Gather up every line from the entries below that uses the word "awning".

*** Opening Dataset entries ***

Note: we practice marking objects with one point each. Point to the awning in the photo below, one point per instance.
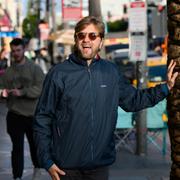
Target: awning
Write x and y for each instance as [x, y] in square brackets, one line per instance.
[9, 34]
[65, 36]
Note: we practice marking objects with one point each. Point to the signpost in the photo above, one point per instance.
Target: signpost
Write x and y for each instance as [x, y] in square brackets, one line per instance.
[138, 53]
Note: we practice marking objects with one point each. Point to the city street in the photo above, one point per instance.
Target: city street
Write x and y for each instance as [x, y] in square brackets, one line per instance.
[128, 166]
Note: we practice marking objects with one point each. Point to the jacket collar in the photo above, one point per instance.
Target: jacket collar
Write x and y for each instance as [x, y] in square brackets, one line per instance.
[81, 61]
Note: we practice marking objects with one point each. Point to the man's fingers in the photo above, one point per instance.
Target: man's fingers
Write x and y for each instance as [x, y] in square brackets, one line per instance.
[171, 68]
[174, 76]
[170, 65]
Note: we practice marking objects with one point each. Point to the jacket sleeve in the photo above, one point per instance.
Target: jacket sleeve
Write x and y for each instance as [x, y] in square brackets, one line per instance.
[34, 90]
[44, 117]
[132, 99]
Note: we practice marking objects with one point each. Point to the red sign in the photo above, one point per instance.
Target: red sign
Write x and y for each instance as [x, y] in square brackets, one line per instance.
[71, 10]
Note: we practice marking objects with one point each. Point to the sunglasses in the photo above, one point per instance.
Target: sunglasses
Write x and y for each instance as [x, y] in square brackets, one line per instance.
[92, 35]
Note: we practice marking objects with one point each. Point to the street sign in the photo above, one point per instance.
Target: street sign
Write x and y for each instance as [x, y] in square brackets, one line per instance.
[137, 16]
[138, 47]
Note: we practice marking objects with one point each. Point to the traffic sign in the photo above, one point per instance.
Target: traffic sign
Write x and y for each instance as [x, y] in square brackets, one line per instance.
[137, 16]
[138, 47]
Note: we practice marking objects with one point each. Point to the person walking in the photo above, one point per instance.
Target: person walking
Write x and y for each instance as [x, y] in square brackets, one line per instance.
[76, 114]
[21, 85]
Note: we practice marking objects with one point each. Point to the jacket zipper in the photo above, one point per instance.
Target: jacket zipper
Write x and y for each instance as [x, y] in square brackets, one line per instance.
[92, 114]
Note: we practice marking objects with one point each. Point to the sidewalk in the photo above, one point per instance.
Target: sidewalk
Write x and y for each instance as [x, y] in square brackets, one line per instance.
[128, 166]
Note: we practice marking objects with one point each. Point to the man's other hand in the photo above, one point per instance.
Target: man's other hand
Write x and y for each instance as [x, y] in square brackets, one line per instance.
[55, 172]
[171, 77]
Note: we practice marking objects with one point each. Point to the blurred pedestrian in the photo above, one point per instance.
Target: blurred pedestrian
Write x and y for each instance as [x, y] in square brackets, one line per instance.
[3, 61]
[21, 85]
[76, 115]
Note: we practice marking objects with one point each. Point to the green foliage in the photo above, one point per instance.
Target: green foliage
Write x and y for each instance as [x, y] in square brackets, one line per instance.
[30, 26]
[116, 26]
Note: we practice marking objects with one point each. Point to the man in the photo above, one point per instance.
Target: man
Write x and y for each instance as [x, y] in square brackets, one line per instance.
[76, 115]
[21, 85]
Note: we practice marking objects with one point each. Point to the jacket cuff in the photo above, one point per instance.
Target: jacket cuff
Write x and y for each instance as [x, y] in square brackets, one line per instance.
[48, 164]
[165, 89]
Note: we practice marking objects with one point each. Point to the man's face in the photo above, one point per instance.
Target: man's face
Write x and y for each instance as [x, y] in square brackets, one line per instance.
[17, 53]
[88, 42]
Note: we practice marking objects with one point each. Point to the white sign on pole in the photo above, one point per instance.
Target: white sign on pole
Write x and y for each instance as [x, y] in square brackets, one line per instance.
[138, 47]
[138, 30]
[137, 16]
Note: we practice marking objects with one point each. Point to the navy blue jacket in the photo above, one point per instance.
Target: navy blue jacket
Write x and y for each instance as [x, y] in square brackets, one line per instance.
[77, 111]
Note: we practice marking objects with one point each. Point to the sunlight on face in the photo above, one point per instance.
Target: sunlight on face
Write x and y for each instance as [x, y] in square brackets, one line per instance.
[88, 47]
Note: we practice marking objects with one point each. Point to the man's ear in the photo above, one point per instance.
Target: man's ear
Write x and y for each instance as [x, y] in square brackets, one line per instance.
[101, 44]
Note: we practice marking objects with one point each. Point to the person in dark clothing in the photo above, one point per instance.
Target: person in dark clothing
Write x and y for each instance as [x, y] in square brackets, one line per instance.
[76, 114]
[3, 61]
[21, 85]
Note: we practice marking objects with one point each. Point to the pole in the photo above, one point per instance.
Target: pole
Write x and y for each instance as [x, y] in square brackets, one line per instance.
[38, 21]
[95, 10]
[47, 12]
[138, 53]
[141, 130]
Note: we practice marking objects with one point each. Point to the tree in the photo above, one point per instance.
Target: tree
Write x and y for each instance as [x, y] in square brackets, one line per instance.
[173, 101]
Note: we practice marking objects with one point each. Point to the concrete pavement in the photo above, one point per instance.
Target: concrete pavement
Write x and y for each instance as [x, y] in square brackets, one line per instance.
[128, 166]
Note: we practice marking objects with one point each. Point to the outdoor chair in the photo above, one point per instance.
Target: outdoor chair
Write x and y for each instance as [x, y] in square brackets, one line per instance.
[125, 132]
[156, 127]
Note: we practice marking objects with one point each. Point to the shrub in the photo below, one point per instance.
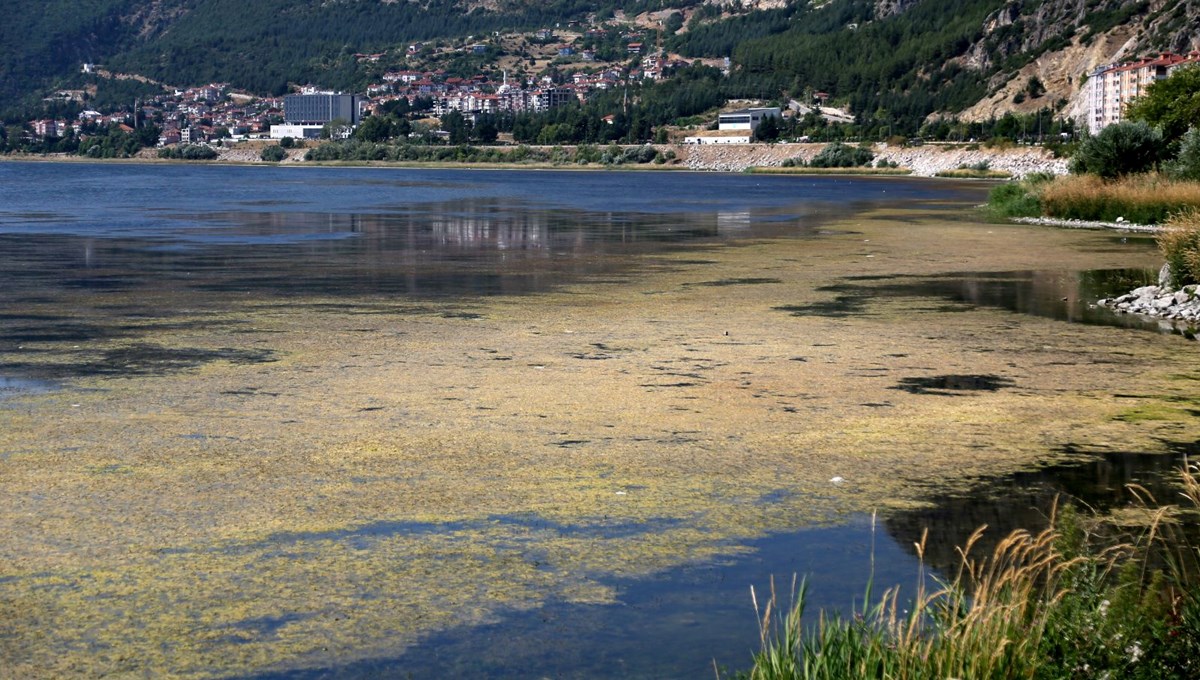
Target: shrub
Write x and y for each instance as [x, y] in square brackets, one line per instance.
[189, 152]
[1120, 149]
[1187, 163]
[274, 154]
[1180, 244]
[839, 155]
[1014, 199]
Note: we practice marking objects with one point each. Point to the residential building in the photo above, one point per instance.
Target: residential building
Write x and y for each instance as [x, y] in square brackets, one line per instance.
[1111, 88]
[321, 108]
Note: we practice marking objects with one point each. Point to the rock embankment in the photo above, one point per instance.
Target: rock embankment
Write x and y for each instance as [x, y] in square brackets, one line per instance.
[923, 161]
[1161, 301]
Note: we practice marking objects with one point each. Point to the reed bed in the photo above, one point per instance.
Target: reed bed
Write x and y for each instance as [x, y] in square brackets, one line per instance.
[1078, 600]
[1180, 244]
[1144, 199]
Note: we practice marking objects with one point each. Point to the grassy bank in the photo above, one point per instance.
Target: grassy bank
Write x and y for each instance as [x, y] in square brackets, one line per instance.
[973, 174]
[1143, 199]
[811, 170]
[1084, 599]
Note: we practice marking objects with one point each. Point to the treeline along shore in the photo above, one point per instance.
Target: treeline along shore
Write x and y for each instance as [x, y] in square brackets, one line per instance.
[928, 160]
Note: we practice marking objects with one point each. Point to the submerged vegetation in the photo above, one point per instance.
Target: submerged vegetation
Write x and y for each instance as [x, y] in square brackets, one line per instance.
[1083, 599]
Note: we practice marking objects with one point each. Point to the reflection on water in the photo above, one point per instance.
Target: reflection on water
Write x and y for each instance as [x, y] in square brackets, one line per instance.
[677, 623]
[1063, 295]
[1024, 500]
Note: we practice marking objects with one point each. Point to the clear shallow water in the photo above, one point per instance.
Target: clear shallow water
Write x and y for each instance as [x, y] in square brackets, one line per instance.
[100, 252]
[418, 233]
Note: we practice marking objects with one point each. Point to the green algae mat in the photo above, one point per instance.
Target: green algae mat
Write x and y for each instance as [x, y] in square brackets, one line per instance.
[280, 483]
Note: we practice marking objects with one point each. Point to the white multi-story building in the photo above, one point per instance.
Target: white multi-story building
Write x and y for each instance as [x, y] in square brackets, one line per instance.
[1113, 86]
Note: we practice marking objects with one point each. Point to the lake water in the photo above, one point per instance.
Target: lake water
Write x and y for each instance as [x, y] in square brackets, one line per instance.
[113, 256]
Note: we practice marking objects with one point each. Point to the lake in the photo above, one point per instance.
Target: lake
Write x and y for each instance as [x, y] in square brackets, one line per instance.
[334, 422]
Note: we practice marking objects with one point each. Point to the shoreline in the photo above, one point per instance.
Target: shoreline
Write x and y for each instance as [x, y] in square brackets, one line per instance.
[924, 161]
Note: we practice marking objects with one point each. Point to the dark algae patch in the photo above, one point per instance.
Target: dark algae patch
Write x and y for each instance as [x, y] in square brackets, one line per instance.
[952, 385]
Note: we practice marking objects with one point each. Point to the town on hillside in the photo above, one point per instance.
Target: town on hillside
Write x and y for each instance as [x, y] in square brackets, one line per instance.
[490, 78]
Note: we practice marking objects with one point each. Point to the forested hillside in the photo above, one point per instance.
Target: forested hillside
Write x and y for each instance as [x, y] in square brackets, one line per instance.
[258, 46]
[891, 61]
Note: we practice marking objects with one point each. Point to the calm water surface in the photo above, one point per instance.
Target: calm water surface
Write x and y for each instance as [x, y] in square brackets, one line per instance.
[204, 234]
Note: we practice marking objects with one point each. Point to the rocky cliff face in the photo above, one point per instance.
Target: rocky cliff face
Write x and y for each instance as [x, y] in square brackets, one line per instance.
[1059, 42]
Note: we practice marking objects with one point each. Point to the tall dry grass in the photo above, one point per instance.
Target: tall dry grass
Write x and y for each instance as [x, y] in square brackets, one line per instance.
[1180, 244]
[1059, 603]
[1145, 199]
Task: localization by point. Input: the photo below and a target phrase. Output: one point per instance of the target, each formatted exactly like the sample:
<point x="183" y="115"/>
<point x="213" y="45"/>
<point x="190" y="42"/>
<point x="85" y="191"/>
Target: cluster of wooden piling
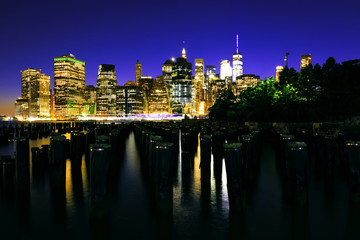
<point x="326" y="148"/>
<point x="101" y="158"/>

*** Closing Dataset entries ***

▶ Output for this exercise:
Note: we practice marking objects with one point each. Point to the awning in the photo below, one point per instance.
Target: awning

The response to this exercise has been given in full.